▶ **Stored rows**:
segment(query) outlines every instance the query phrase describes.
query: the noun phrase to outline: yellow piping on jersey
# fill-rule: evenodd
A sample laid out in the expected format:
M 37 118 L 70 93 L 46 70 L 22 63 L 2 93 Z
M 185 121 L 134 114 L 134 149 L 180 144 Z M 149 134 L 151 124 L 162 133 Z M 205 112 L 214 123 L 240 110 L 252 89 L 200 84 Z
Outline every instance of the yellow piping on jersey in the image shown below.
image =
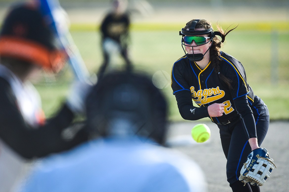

▶ **What the task requires**: Print the data above verbatim, line for line, and omit the picture.

▶ **Full solution**:
segment(query) outlines every instance the query phrase describes.
query: the noun phrase to outline: yellow piping on jersey
# fill-rule: evenodd
A sample laid out in the expected format:
M 37 118 L 70 93 L 46 70 L 22 63 L 2 93 Z
M 185 121 L 134 114 L 134 149 L 180 144 Z M 149 134 L 151 124 L 162 133 Z M 205 112 L 214 123 L 240 110 L 252 89 L 200 84 Z
Outline every instance of the yellow piping on jersey in the image shown below.
image =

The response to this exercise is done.